━━━ GIVEN INFORMATION ━━━
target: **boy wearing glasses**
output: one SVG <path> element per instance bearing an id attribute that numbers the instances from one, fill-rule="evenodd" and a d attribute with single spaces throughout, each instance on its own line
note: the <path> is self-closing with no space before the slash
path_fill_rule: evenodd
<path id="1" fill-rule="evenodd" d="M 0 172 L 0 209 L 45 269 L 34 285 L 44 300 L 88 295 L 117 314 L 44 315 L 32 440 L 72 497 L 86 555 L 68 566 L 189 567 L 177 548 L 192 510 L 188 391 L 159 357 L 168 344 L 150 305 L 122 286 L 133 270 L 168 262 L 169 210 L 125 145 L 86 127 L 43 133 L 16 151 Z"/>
━━━
◆ REQUIRED TASK:
Set out every line of the listing above as a numbered list, omitting any blank lines.

◆ EXERCISE ANSWER:
1. target: **boy wearing glasses**
2. output: one SVG <path> element per instance bearing an id attribute that numbers the instances from one, fill-rule="evenodd" and a d attribute with single spaces throughout, each instance on its own line
3. note: the <path> is self-closing with no space before the slash
4. path_fill_rule: evenodd
5. <path id="1" fill-rule="evenodd" d="M 0 172 L 0 209 L 45 269 L 34 285 L 44 300 L 88 295 L 117 314 L 44 315 L 32 440 L 72 497 L 86 555 L 68 566 L 189 567 L 177 548 L 192 510 L 188 391 L 159 357 L 168 344 L 150 305 L 122 286 L 133 270 L 168 262 L 169 210 L 125 145 L 86 127 L 43 133 L 16 151 Z"/>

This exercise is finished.